>> begin ENTRIES SHOWN
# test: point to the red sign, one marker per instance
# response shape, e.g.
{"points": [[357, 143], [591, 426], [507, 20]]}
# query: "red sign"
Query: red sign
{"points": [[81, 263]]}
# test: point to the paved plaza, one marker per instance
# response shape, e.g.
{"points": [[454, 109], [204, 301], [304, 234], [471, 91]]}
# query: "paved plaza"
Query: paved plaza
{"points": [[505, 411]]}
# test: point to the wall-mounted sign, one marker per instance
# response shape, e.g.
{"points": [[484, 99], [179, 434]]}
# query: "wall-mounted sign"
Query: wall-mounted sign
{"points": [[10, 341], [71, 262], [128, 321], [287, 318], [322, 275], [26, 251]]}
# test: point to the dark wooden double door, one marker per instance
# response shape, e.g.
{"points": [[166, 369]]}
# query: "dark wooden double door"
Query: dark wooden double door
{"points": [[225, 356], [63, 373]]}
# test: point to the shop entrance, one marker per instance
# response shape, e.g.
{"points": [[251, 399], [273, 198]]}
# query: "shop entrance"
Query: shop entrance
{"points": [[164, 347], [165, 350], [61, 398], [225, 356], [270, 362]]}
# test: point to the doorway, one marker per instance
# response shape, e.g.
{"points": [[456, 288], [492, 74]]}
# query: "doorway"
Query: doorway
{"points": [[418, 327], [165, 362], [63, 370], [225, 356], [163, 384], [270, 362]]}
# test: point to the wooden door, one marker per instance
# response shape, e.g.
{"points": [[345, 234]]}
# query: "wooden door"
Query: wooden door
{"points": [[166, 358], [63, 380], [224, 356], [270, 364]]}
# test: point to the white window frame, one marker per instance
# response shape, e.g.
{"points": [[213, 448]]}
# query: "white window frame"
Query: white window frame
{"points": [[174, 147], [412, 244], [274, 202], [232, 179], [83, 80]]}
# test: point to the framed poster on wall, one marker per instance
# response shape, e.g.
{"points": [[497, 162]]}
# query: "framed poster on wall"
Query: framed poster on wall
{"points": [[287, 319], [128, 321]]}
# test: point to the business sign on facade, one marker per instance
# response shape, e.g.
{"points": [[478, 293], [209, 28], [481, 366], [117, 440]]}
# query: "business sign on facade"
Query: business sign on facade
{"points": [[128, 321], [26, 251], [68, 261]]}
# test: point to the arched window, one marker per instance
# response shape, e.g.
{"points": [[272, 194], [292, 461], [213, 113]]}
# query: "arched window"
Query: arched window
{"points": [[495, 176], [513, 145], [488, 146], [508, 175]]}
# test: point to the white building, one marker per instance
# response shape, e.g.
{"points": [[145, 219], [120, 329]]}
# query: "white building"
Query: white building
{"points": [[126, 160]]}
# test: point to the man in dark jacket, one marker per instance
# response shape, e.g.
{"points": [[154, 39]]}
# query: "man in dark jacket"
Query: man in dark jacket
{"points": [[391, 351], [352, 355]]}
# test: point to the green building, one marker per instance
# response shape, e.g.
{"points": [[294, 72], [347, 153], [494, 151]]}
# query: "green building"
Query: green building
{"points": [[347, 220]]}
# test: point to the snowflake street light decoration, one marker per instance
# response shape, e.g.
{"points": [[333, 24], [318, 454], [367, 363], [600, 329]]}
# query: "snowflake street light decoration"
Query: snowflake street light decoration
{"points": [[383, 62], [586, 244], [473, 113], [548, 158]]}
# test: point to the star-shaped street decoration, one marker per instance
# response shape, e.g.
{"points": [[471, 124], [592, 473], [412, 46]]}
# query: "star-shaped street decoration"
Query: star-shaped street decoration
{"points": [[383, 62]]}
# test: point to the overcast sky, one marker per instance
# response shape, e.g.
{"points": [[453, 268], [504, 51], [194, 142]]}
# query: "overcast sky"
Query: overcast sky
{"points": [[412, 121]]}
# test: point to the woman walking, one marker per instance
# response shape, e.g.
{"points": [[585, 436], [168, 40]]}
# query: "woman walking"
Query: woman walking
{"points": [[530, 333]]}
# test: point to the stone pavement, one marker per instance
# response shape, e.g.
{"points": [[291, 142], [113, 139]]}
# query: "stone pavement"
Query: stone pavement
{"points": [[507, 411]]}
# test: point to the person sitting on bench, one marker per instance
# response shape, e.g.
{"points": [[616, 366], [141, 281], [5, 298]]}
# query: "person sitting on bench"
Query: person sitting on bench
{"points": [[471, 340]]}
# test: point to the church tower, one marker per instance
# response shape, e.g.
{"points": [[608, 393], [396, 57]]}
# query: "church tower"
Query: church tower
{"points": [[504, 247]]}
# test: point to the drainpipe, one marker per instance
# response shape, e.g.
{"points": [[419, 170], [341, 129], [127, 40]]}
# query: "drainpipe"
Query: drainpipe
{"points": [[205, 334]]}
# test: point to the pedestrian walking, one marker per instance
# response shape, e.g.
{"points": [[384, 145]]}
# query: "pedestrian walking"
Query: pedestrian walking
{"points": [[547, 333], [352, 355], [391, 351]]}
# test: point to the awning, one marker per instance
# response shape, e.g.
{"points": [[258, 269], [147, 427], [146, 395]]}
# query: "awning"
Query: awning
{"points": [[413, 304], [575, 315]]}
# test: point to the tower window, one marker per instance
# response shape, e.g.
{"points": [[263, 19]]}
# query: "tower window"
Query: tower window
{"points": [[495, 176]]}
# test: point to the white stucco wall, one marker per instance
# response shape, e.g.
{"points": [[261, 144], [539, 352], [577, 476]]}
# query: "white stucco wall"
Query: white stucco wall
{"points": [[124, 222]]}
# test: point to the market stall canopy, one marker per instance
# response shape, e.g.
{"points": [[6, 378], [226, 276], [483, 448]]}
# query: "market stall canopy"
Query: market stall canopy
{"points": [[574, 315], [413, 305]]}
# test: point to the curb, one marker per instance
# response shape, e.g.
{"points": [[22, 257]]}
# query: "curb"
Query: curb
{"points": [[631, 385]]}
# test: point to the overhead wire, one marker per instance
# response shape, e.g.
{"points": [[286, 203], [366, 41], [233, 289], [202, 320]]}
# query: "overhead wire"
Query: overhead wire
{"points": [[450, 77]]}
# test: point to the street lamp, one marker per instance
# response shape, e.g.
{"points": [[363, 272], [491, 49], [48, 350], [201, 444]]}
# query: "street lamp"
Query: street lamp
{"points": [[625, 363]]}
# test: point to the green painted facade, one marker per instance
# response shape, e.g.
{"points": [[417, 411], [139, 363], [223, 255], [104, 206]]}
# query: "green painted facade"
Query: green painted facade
>> end ENTRIES SHOWN
Print the material once more, exactly.

#### TASK RESULT
# test: point to the red sign, one marker per instance
# response shape, e.g.
{"points": [[357, 143], [591, 426], [507, 20]]}
# query: "red sign"
Query: red sign
{"points": [[81, 263]]}
# test: point to the paved plaza, one marker per instance
# response shape, e.g.
{"points": [[454, 109], [204, 301], [304, 234], [471, 91]]}
# query: "paved plaza"
Query: paved plaza
{"points": [[505, 411]]}
# test: point to the wall-mounted sign, one marker per instance
# response shape, e.g.
{"points": [[484, 99], [179, 434]]}
# query: "wall-mounted sign"
Query: wall-mounted sign
{"points": [[10, 341], [71, 262], [128, 321], [287, 318], [322, 275], [26, 251]]}
# test: point to the dark wooden double door, one marker per instance
# response shape, e.g.
{"points": [[166, 369]]}
# query: "dark wooden double door"
Query: dark wooden double door
{"points": [[225, 356], [63, 373]]}
# test: point to the shop entrance, one marker per instance
# response shape, e.g.
{"points": [[251, 399], [273, 198]]}
# query: "shop entrance"
Query: shop entrance
{"points": [[164, 347], [165, 350], [61, 398], [225, 356], [270, 362]]}
# test: point to the doorway, one marker per instance
# response shape, e.g.
{"points": [[456, 288], [492, 74]]}
# query: "doorway"
Query: doorway
{"points": [[418, 327], [165, 362], [63, 370], [225, 356], [163, 384], [270, 362]]}
# test: point to the wooden door, one marker per instance
# response shape, e.g.
{"points": [[345, 234]]}
# query: "wooden door"
Query: wooden door
{"points": [[166, 358], [63, 380], [224, 356], [270, 364]]}
# test: point to the white window frame, one marker per instance
# response shape, e.g.
{"points": [[213, 448]]}
# query: "white window frame"
Query: white window frame
{"points": [[174, 147], [412, 244], [274, 202], [232, 179], [83, 80]]}
# test: point to the framed poster on wall, one marker per instance
# response shape, e.g.
{"points": [[497, 162]]}
# query: "framed poster on wall"
Query: framed poster on wall
{"points": [[287, 319], [128, 321]]}
# test: point to the business sign on facade, one marker per instance
# response shape, e.g.
{"points": [[478, 293], [209, 28], [481, 366], [117, 440]]}
# query: "business sign on facade"
Query: business sign on facade
{"points": [[128, 321], [26, 251], [68, 261]]}
# test: point to the arched window, one marker per instance
# response shape, e.g.
{"points": [[272, 194], [292, 461], [213, 113]]}
# query: "arched window"
Query: arched window
{"points": [[495, 176], [513, 145], [488, 146], [508, 175]]}
# test: point to the white building, one marker per instance
# response shape, e.g.
{"points": [[145, 219], [120, 329]]}
# query: "white building"
Query: white building
{"points": [[126, 160]]}
# test: point to the man in dark jacket, one marker per instance
# response shape, e.g.
{"points": [[154, 39]]}
# query: "man in dark jacket"
Query: man in dark jacket
{"points": [[391, 351], [352, 355]]}
# test: point to the green building, one marker per instance
# response shape, e.g.
{"points": [[294, 72], [347, 153], [494, 151]]}
# query: "green building"
Query: green building
{"points": [[347, 220]]}
# test: point to the snowflake street light decoration, one marker per instance
# response shape, e.g.
{"points": [[333, 24], [318, 454], [367, 363], [600, 329]]}
# query: "snowflake street light decoration"
Query: snowflake street light decoration
{"points": [[383, 62], [586, 244], [473, 113], [548, 158]]}
# test: point to the star-shaped street decoration, one marker per instance
# response shape, e.g.
{"points": [[471, 124], [592, 473], [412, 46]]}
# query: "star-shaped street decoration"
Query: star-shaped street decoration
{"points": [[383, 62]]}
# test: point to the overcast sky, one marker per instance
# response shape, e.g.
{"points": [[453, 268], [504, 51], [194, 142]]}
# query: "overcast sky"
Query: overcast sky
{"points": [[412, 121]]}
# test: point to the woman walking, one marker per instance
# response shape, e.g.
{"points": [[585, 436], [168, 40]]}
# query: "woman walking"
Query: woman walking
{"points": [[530, 333]]}
# test: point to the stone pavement, one marker per instance
# response shape, e.g.
{"points": [[291, 142], [113, 139]]}
# query: "stone pavement"
Query: stone pavement
{"points": [[507, 411]]}
# test: point to the person sitting on bench, one marker per instance
# response shape, e.g.
{"points": [[616, 366], [141, 281], [5, 298]]}
# query: "person sitting on bench"
Query: person sitting on bench
{"points": [[471, 340]]}
# test: point to the church tower, one marker per instance
# response shape, e.g.
{"points": [[608, 393], [396, 57]]}
# query: "church tower"
Query: church tower
{"points": [[504, 247]]}
# test: point to the drainpipe, one marker per instance
# response shape, e.g.
{"points": [[419, 170], [341, 129], [127, 40]]}
# query: "drainpipe"
Query: drainpipe
{"points": [[205, 334]]}
# test: point to the pedestrian walking, one marker per instance
# response shape, e.g.
{"points": [[384, 145]]}
# query: "pedestrian walking"
Query: pedestrian walking
{"points": [[547, 333], [352, 355], [391, 351]]}
# test: point to the awning, one marker per instance
# response shape, e.g.
{"points": [[258, 269], [147, 427], [146, 395]]}
# query: "awning"
Query: awning
{"points": [[413, 304], [575, 315]]}
# test: point to the tower window, one marker per instance
# response shape, e.g.
{"points": [[263, 19]]}
# query: "tower window"
Query: tower window
{"points": [[495, 176]]}
# test: point to the white stucco wall, one marker per instance
# response shape, e.g.
{"points": [[261, 144], [539, 352], [577, 476]]}
# query: "white stucco wall"
Query: white stucco wall
{"points": [[124, 222]]}
# test: point to the market stall canopy, one marker per instance
# response shape, e.g.
{"points": [[6, 378], [226, 276], [483, 448]]}
# query: "market stall canopy"
Query: market stall canopy
{"points": [[574, 315], [413, 305]]}
# test: point to the curb, one marker per instance
# response shape, e.g.
{"points": [[22, 257]]}
# query: "curb"
Query: curb
{"points": [[631, 385]]}
# test: point to the overhead wire, one marker per instance
# response shape, e.g.
{"points": [[286, 203], [366, 41], [233, 289], [202, 320]]}
# query: "overhead wire"
Query: overhead wire
{"points": [[450, 77]]}
# test: point to the street lamp, one marker per instance
# response shape, e.g.
{"points": [[363, 272], [491, 49], [48, 350], [201, 444]]}
# query: "street lamp"
Query: street lamp
{"points": [[625, 363]]}
# test: point to the green painted facade, one marker per instance
# response shape, e.g.
{"points": [[417, 411], [139, 363], [223, 255], [104, 206]]}
# query: "green painted facade"
Query: green painted facade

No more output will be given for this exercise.